*Problem to solve*
Reproduce every line of the data below word for word, leaving out any images.

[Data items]
## BEGIN

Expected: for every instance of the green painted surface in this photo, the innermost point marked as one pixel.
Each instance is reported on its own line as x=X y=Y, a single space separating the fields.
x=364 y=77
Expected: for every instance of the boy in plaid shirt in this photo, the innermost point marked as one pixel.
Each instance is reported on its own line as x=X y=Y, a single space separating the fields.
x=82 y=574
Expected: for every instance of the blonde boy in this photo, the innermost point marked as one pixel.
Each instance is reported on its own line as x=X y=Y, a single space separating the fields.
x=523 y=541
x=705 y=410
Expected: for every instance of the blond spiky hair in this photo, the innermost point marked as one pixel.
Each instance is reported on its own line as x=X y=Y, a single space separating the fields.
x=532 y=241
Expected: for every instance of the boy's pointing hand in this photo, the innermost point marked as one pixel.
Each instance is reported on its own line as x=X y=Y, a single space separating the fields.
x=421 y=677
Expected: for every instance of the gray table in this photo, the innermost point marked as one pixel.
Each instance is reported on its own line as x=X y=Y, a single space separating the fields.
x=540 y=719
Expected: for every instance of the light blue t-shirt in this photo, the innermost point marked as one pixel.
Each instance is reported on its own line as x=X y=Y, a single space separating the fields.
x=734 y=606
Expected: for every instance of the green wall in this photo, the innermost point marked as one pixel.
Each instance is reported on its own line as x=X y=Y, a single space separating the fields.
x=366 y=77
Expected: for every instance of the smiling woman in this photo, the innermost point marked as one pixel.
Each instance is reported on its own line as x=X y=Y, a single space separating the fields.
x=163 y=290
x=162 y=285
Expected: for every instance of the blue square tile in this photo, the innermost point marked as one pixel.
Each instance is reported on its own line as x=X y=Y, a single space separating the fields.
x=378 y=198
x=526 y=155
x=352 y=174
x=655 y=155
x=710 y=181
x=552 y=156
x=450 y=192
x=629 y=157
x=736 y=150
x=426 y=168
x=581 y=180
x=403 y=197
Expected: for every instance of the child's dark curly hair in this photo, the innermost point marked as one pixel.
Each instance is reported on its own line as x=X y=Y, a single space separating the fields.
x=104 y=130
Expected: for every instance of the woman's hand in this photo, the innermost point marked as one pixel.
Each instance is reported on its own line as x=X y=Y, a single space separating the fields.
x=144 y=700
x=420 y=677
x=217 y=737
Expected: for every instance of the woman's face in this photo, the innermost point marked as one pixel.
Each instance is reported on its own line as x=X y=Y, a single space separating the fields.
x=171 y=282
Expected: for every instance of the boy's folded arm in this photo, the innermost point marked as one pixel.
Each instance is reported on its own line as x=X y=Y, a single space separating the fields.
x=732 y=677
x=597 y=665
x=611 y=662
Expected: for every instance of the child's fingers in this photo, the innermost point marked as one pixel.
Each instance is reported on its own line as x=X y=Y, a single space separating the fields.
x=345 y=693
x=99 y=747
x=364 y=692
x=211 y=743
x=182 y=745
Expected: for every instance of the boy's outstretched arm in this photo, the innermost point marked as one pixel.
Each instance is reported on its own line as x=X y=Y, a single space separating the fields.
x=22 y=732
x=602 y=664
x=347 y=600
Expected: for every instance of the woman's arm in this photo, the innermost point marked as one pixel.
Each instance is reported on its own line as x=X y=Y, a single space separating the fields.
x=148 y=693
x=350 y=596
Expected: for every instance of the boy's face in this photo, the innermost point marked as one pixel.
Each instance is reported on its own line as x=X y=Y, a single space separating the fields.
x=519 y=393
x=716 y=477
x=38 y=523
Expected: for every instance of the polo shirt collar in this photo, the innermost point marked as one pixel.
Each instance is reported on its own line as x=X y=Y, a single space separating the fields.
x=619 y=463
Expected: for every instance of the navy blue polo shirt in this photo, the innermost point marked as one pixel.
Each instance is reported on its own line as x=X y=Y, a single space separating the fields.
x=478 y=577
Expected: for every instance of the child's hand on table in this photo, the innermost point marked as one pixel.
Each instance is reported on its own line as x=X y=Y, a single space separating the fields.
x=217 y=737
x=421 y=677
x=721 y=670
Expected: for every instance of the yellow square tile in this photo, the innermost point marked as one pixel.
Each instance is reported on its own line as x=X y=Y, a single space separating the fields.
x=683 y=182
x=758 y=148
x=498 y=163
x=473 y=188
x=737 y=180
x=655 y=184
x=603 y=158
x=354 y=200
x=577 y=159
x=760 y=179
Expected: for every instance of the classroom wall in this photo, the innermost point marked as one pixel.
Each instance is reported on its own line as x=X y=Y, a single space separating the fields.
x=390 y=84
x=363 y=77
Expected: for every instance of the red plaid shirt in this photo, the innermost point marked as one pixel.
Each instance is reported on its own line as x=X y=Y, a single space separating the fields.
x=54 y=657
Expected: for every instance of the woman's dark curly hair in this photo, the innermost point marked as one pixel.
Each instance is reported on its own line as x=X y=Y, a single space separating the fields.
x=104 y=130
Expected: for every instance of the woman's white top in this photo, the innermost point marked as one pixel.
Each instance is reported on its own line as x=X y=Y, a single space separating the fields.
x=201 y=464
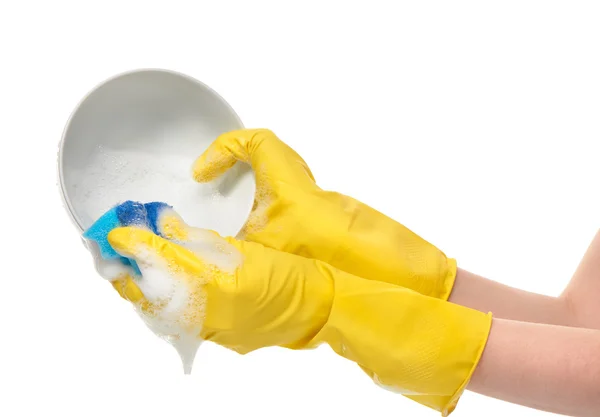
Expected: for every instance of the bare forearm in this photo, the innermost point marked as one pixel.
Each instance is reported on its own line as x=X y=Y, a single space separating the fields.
x=550 y=368
x=479 y=293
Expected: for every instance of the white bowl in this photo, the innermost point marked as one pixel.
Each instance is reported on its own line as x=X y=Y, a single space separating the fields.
x=135 y=137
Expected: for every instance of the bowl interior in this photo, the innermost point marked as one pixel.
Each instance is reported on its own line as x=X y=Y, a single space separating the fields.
x=136 y=136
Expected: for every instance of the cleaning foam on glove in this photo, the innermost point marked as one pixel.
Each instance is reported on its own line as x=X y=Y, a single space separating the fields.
x=170 y=305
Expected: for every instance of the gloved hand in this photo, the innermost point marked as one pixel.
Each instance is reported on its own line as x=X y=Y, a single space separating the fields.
x=292 y=214
x=251 y=296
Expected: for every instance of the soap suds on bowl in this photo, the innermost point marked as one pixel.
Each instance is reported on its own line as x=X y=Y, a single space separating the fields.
x=115 y=175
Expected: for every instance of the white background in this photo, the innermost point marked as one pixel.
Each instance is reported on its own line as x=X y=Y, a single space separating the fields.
x=475 y=124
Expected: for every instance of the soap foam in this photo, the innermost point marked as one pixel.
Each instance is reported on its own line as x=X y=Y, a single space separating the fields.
x=177 y=305
x=112 y=176
x=177 y=302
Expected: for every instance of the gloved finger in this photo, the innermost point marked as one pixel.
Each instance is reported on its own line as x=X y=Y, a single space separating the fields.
x=150 y=251
x=171 y=226
x=260 y=148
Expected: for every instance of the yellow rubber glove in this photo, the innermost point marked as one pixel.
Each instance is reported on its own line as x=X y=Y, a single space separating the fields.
x=246 y=296
x=292 y=214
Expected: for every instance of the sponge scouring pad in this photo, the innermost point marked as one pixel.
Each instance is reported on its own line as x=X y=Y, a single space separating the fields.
x=129 y=213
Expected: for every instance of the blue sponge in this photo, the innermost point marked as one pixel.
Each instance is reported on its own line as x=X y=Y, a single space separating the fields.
x=129 y=213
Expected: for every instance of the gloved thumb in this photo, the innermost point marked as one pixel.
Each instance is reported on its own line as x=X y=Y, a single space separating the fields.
x=260 y=148
x=150 y=250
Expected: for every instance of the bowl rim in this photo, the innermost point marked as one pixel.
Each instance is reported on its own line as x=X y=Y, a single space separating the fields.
x=61 y=146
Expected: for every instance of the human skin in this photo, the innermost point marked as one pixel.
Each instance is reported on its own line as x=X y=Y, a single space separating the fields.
x=543 y=352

## END

*Result of this task*
Expected: for every instance of the green painted surface in this photo, the innermost point marked as one pixel.
Each instance is reported on its own line as x=X y=Y, a single space separating the fields.
x=364 y=77
Expected: for every instance of the boy in plaid shirt in this photo, the innermost point marked as one pixel.
Each instance is reported on its own line as x=X y=Y, a single space separating the fields.
x=82 y=574
Expected: for every instance of the blonde boy in this photo, the innermost point marked as one pixel.
Each instance is reported on its own line as x=X y=Y, a single space separating the fields.
x=523 y=541
x=705 y=410
Expected: for every instance of the blond spiky hair in this photo, the innermost point marked as one pixel.
Each instance is reported on its own line as x=X y=Y, a single space separating the fields.
x=532 y=241
Expected: for every instance of the boy's pointing hand in this photo, the innermost point marked as one pixel.
Each instance is reported on its own line as x=X y=Y, a single space separating the fields.
x=421 y=677
Expected: for every instance of the gray table in this photo, the innermost point marked as one pixel.
Each instance is reported on its own line as x=X y=Y, a single space separating the fields.
x=540 y=719
Expected: for every instance of the light blue t-shirt in this photo, the innermost point marked as one pixel.
Each instance is reported on its own line as x=X y=Y, a single space separating the fields.
x=734 y=606
Expected: for every instance of the green wall in this photo, the innermost point marked as one pixel.
Each instance is reported on its own line as x=X y=Y, a single space separating the fields.
x=366 y=77
Expected: for every instance of the smiling woman in this photo, the innermost point marked as one pixel.
Each instance is reported on its own line as x=X y=Y, a single space separating the fields.
x=163 y=290
x=162 y=285
Expected: for every instance of the blue square tile in this photo, the innermost point marked as one pixel.
Each instance is reported on its own line as x=X y=Y, a single space separating the fields.
x=378 y=198
x=526 y=155
x=352 y=174
x=655 y=155
x=710 y=181
x=552 y=156
x=450 y=192
x=629 y=157
x=736 y=150
x=426 y=168
x=581 y=180
x=403 y=197
Expected: for every instance of the child's dark curly hair in this photo, the innermost point marked as one pixel.
Each instance is reported on its own line as x=X y=Y, a single space separating the fields.
x=104 y=130
Expected: for every instance of the woman's hand in this photo, the innermost point marked as one pixel.
Each instance is reported on its own line as x=X y=Y, a single space separating the fields.
x=144 y=700
x=420 y=677
x=217 y=737
Expected: for every instance of the woman's face in this photo, the innermost point marked as one pixel.
Each instance is reported on its own line as x=X y=Y, a single space separating the fields.
x=171 y=282
Expected: for every instance of the boy's folded arm in this photo, the innermost point marked as one pixel.
Each instance is reported on its own line as x=X y=Y, a single space separating the fields.
x=732 y=677
x=597 y=665
x=611 y=662
Expected: for every instance of the child's fingers in this photo, the innermost point marked as one pixel.
Each instance is reported on its own line as x=X y=Y, a single space separating the fields.
x=345 y=693
x=99 y=747
x=364 y=692
x=211 y=743
x=182 y=745
Expected: for every instance of the boy's outstretched arm in this photo, the innermost point marked as one pixel.
Each instance is reported on its own line as x=X y=Y, a single space separating the fields.
x=22 y=732
x=602 y=664
x=347 y=600
Expected: for every instance of the woman's arm in this photo, the innermost point marked as one pixel.
Each instance is reported on its own line as x=X y=Y, a single space separating the fields.
x=148 y=693
x=350 y=596
Expected: for every instance of the boy's face in this photo, the innermost point marked as one pixel.
Each instance is reported on its own line as x=X y=Y, a single space separating the fields.
x=519 y=393
x=716 y=477
x=38 y=523
Expected: for every instance of the polo shirt collar in this photo, the innermost point marked as one pixel.
Each instance is reported on its own line as x=X y=Y, a single space separating the fields.
x=619 y=463
Expected: for every instance of the navy blue polo shirt in this photo, the innermost point marked as one pixel.
Each instance is reported on its own line as x=X y=Y, a single space separating the fields.
x=478 y=577
Expected: for every instance of the child's hand on table in this photo, the innermost point marked as one pixel.
Each instance is reported on its own line as x=X y=Y, a single space separating the fields.
x=217 y=737
x=421 y=677
x=721 y=670
Expected: for every instance of the yellow square tile in this photo, the innermost point marked as one pixel.
Each instance is reported on its own line as x=X y=Y, a single space separating the fields.
x=683 y=182
x=758 y=148
x=498 y=163
x=473 y=188
x=737 y=180
x=655 y=184
x=603 y=158
x=354 y=200
x=577 y=159
x=760 y=179
Expected: for every instance of the classroom wall in this photo, the innermost point marked as one pixel.
Each instance is reported on its own line as x=X y=Y, a single space separating the fields.
x=390 y=84
x=363 y=77
Expected: for every instance of the red plaid shirt in this photo, the innermost point marked as one pixel.
Each instance is reported on its own line as x=X y=Y, a single space separating the fields.
x=54 y=657
Expected: for every instance of the woman's dark curly hair in this photo, the innermost point marked as one pixel.
Each instance is reported on its own line as x=X y=Y, a single space separating the fields.
x=104 y=130
Expected: for every instance of the woman's white top in this photo, the innermost point marked as one pixel.
Each instance is reported on its own line as x=X y=Y, a single space separating the fields.
x=201 y=464
Expected: for every instance of the bare forearm in this photo, the innermost point marked as one pixel.
Each instance is reported on its own line as x=X y=Y, a single space separating the fields.
x=550 y=368
x=479 y=293
Expected: for every instance of the white bowl in this photo, the innermost point marked as one pixel.
Each instance is reported on its own line as x=X y=Y, a single space separating the fields.
x=135 y=137
Expected: for every instance of the bowl interior in this photo, the innermost point marked as one pixel.
Each instance is reported on its own line as x=X y=Y, a single space separating the fields.
x=136 y=136
Expected: for every instance of the cleaning foam on glove in this photo, the innermost point marked as one pixel.
Each instance is reported on its own line as x=X y=Y, a single space separating the fields.
x=170 y=305
Expected: for every instance of the gloved hand in this photo, the innermost point marked as one pixel.
Each instance is reported on its own line as x=X y=Y, a single space separating the fields.
x=292 y=214
x=251 y=296
Expected: for every instance of the soap suds on bowl in this photo, the innermost point marked as one pixel.
Each instance is reported on its own line as x=X y=Y, a single space separating the fields.
x=115 y=175
Expected: for every instance of the white background in this photo, the innermost point marked as one pixel.
Each instance is reported on its own line as x=X y=Y, a single space separating the fields.
x=475 y=124
Expected: for every instance of the soap foam in this photo, the innermost point marked as one pixel.
Each instance is reported on its own line as x=X y=Y, a single space separating the fields.
x=177 y=305
x=112 y=176
x=177 y=302
Expected: for every instance of the gloved finger in this photo, the innermost point marked as one pixel.
Each instance is reported on its own line as x=X y=Y, a single space separating the fields.
x=150 y=251
x=171 y=226
x=260 y=148
Expected: for every instance of the yellow rubber glove in this photo, the innermost point marked as one pixel.
Each instance is reported on its own line as x=X y=Y, a single space separating the fields.
x=246 y=296
x=292 y=214
Expected: for every instance of the sponge scouring pad in this photo, the innermost point marked as one pixel.
Each instance is reported on its own line as x=X y=Y, a single space separating the fields.
x=129 y=213
Expected: for every instance of the blue sponge in this photo, the innermost point marked as one pixel.
Each instance is reported on its own line as x=X y=Y, a single space separating the fields.
x=129 y=213
Expected: for every instance of the gloved thumb in this photo, the innermost point marked as one pixel.
Each instance is reported on its own line as x=X y=Y, a single space separating the fields.
x=260 y=148
x=150 y=250
Expected: for every instance of the bowl rim in this photo, the innermost point marked as one pixel.
Each instance is reported on its own line as x=X y=Y, a single space separating the fields.
x=61 y=146
Expected: for every instance of the human skin in this photo, the innermost point marked as one pixel.
Each instance is reported on its own line as x=X y=Y, a single space separating the fields.
x=543 y=352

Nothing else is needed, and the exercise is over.